DATA RECORDS:
== Segment start ==
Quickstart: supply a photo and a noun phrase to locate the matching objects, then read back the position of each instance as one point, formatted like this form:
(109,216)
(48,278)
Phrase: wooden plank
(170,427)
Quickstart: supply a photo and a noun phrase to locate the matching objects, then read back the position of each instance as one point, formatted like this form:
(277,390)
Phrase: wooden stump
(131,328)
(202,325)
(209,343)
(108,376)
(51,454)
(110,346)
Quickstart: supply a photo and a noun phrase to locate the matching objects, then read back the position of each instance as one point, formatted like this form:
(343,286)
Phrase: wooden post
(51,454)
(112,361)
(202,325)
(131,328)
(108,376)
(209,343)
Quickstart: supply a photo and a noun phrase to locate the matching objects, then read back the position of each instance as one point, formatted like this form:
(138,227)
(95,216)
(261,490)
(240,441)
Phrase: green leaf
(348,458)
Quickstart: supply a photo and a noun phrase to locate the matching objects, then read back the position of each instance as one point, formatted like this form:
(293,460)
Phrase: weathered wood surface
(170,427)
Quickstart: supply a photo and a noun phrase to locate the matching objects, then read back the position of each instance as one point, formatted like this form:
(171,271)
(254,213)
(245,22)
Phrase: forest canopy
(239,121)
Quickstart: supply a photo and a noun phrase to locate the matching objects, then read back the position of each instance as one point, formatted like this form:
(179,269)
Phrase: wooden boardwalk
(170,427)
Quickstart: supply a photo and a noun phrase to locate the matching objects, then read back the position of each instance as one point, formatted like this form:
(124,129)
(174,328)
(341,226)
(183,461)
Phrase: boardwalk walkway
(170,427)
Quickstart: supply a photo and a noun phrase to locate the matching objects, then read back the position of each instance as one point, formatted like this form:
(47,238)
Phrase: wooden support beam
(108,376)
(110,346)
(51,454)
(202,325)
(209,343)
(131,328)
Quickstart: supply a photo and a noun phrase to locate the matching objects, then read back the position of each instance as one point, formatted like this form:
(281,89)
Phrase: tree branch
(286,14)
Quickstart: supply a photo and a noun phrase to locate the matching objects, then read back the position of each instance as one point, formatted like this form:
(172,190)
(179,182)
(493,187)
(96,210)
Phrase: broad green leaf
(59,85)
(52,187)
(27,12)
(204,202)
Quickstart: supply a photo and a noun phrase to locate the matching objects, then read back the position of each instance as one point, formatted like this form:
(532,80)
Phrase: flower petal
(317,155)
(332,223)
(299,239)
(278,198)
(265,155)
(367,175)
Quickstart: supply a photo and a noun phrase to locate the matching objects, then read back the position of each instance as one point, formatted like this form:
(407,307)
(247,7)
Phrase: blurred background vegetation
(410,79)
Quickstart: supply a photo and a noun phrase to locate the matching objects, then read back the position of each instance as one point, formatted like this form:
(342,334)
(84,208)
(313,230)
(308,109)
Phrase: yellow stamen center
== Segment end ==
WHAT IS REQUIRED:
A verbatim repeat of all the entries above is the required answer.

EXERCISE OUTPUT:
Quickstart: supply a photo and a noun phrase to locate the matching objects, then read back the position of each instance as one point, formatted like this form:
(109,216)
(48,278)
Phrase: wooden plank
(170,427)
Quickstart: supply a photo and a noun phrase to locate the matching objects, then read back the position of each instance as one point, formatted like this form:
(277,390)
Phrase: wooden stump
(131,328)
(202,325)
(209,343)
(108,376)
(51,454)
(110,346)
Quickstart: supply a photo and a noun phrase to locate the matching objects, then read back the position of each instance as one point, formatted like this form:
(343,286)
Phrase: wooden post
(51,454)
(112,361)
(202,325)
(131,328)
(108,376)
(209,343)
Quickstart: supply a photo and a noun phrase to locate the matching objects, then read back the position of each instance as one point, formatted like this form:
(138,227)
(95,216)
(261,490)
(240,441)
Phrase: green leaf
(348,458)
Quickstart: supply a photo and a noun phrase to locate the matching objects, then read back the position of each instance as one point, formatted like this form:
(293,460)
Phrase: weathered wood surface
(170,427)
Quickstart: supply a photo and a noun phrase to locate the matching objects, then read back the position of each instance as one point, formatted like this form:
(171,271)
(254,213)
(245,22)
Phrase: forest canopy
(239,121)
Quickstart: supply a photo and a noun phrase to locate the matching objects, then read back the position of each instance as one point, formatted like this form:
(179,269)
Phrase: wooden boardwalk
(170,427)
Quickstart: supply a photo and a noun phrase to locate the matching objects, then read back the position of each instance as one point, formatted like this form:
(124,129)
(174,328)
(341,226)
(183,461)
Phrase: boardwalk walkway
(170,427)
Quickstart: supply a photo and a noun phrase to locate the matching objects, then read back the position of each instance as one point, formatted like this form:
(47,238)
Phrase: wooden support beam
(108,376)
(110,346)
(51,454)
(202,325)
(209,343)
(131,328)
Quickstart: supply a photo and a noun phrase to locate the matching objects, then read back the position of each instance as one point, formatted like this form:
(281,89)
Phrase: tree branch
(286,14)
Quickstart: supply a photo and a noun phrase to locate the matching objects, then read back the position of each instance as one point, formatted like this form:
(172,190)
(179,182)
(493,187)
(96,210)
Phrase: broad green leaf
(59,85)
(52,187)
(27,12)
(204,202)
Quickstart: supply a photo and a noun phrase to locate the matching objects, then read back the position of each instance as one point, formatted like this form:
(532,80)
Phrase: flower petal
(317,155)
(332,223)
(299,239)
(278,198)
(265,155)
(367,175)
Quickstart: supply a photo and a noun phrase to locate the matching objects, then read back the position of each instance as one point, formatted like this form:
(407,307)
(247,7)
Phrase: blurred background vegetation
(410,79)
Quickstart: supply a photo and a noun phrase to locate the matching objects, then read back the position of each instance as one point, formatted like this form:
(342,334)
(84,208)
(313,230)
(308,109)
Phrase: yellow stamen center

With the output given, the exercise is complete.